**** MATERIAL PROVIDED ****
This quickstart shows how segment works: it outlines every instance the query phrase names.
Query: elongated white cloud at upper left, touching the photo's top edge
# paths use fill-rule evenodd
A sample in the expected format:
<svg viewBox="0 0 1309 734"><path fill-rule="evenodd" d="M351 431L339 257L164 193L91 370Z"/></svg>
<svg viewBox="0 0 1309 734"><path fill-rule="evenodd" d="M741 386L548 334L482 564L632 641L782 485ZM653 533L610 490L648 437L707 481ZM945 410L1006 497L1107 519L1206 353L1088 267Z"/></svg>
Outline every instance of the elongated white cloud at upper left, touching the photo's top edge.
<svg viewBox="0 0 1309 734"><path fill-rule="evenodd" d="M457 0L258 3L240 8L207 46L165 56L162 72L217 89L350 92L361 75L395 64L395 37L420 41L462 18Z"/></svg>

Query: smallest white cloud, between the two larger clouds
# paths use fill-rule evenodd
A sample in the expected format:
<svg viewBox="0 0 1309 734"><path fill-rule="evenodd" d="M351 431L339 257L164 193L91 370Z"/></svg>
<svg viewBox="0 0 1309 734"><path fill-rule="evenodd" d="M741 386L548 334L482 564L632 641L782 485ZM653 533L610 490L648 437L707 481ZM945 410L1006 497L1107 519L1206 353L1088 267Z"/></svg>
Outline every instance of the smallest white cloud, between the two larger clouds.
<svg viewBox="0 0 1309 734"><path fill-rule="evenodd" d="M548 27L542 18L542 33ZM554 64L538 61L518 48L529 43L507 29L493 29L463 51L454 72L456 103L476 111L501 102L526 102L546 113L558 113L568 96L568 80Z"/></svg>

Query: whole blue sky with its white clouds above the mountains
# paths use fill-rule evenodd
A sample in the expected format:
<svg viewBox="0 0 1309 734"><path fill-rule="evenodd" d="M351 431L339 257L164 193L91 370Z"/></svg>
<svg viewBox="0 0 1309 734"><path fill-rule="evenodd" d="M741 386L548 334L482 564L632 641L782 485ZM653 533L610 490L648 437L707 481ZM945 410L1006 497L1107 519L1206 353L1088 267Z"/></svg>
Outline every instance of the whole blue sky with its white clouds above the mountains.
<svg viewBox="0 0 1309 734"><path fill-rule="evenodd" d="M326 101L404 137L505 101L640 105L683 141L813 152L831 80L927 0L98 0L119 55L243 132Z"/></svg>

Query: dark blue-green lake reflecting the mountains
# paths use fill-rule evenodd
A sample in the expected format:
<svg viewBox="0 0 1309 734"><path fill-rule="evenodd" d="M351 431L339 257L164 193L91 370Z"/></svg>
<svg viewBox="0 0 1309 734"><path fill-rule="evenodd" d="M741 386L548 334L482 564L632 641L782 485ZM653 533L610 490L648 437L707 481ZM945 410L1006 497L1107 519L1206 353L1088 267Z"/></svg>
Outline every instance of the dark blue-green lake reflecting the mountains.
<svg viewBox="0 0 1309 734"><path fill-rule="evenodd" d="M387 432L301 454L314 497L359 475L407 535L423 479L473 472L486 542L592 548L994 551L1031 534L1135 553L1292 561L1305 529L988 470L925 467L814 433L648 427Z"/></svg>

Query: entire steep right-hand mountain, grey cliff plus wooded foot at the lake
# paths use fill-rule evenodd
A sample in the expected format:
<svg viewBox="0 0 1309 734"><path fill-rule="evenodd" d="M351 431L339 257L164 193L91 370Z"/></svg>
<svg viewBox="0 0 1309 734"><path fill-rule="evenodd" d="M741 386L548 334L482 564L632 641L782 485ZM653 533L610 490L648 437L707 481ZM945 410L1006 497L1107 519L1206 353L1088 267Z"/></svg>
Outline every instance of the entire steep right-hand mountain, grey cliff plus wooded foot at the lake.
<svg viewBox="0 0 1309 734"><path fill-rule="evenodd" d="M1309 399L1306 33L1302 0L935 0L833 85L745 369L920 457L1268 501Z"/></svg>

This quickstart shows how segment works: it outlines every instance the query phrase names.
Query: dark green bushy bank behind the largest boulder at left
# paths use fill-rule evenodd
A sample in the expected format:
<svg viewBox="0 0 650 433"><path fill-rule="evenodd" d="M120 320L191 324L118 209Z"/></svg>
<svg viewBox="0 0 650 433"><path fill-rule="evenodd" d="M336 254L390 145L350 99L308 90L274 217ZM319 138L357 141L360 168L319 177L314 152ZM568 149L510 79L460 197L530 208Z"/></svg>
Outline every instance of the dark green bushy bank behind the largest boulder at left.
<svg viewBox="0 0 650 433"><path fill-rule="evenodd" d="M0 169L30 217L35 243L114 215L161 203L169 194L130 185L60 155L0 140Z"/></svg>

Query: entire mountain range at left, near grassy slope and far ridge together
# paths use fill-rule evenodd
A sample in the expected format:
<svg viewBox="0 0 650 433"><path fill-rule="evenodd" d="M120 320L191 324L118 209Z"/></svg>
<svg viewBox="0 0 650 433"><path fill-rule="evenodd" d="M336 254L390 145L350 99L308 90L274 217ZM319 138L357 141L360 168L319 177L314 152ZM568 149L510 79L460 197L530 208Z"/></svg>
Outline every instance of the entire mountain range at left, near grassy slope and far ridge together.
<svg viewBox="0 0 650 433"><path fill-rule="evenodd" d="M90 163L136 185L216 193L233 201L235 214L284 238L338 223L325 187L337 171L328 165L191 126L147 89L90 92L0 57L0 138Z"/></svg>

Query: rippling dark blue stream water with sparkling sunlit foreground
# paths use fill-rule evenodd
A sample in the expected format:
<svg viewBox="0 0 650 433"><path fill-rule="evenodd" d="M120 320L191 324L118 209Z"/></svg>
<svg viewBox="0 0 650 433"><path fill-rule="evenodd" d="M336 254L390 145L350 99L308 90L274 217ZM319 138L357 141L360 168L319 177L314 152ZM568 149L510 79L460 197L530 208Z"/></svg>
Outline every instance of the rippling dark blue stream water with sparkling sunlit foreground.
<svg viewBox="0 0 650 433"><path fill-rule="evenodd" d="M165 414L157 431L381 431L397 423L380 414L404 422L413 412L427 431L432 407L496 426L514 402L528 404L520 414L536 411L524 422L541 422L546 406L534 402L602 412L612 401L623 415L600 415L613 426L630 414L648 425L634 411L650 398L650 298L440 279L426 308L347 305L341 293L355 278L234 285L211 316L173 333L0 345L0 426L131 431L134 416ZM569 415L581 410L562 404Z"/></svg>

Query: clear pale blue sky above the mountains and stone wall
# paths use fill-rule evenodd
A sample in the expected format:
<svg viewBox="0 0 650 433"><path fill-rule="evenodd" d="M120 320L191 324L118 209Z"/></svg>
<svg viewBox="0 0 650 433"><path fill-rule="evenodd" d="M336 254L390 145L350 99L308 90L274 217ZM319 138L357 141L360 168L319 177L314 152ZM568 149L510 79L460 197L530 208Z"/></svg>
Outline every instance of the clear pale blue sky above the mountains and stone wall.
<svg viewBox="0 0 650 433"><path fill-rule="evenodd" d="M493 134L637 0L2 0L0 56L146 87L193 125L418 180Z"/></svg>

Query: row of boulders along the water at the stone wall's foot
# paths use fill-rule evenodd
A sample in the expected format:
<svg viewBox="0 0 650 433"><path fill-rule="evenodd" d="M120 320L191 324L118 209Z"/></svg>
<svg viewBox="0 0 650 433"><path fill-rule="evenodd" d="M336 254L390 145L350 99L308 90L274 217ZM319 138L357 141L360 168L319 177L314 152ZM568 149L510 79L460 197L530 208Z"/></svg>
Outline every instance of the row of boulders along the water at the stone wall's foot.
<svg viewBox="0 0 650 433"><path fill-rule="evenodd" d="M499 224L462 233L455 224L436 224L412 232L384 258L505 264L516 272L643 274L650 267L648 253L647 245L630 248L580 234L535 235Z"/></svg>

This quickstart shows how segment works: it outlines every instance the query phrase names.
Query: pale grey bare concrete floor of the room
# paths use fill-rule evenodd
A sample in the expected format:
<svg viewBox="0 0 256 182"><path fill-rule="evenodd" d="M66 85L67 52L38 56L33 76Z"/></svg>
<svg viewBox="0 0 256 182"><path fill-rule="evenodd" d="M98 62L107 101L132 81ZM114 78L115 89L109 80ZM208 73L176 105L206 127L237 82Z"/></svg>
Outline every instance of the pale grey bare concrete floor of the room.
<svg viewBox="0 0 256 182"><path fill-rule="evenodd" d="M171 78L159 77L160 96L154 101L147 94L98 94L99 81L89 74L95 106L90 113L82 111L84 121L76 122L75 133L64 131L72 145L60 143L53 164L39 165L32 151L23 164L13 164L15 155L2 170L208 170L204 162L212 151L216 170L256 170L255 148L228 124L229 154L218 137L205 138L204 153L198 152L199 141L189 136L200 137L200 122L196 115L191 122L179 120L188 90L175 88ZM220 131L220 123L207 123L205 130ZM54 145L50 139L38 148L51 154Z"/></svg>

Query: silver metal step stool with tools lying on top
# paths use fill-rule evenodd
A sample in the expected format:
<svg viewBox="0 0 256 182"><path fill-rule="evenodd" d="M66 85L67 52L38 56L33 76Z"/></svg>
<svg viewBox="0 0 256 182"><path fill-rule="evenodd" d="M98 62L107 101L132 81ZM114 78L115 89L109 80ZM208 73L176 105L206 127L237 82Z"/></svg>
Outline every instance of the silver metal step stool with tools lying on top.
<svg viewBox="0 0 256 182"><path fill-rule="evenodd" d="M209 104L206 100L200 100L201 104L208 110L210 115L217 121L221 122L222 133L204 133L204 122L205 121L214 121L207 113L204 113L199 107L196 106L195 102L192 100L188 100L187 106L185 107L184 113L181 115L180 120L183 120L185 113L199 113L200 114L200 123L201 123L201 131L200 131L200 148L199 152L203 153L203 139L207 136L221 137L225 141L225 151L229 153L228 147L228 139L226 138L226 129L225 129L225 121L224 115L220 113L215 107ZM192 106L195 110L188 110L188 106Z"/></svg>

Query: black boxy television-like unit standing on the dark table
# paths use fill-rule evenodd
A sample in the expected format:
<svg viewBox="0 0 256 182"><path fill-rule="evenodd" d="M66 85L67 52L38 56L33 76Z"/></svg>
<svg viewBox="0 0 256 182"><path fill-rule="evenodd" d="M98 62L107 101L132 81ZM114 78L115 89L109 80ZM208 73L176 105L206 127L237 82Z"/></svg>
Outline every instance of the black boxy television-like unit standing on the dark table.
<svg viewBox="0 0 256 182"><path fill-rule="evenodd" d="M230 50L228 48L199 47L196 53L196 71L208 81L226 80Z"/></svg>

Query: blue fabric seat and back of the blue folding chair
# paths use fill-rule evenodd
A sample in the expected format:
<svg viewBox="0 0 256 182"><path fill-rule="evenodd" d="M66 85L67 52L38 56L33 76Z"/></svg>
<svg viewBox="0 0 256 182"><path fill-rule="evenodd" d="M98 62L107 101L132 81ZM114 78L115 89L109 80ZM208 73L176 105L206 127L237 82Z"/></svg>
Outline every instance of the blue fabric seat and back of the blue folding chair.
****
__PROBLEM STATEMENT__.
Pull out all lines containing the word "back" from the entries above.

__RESPONSE AREA__.
Query: blue fabric seat and back of the blue folding chair
Outline every instance of the blue fabric seat and back of the blue folding chair.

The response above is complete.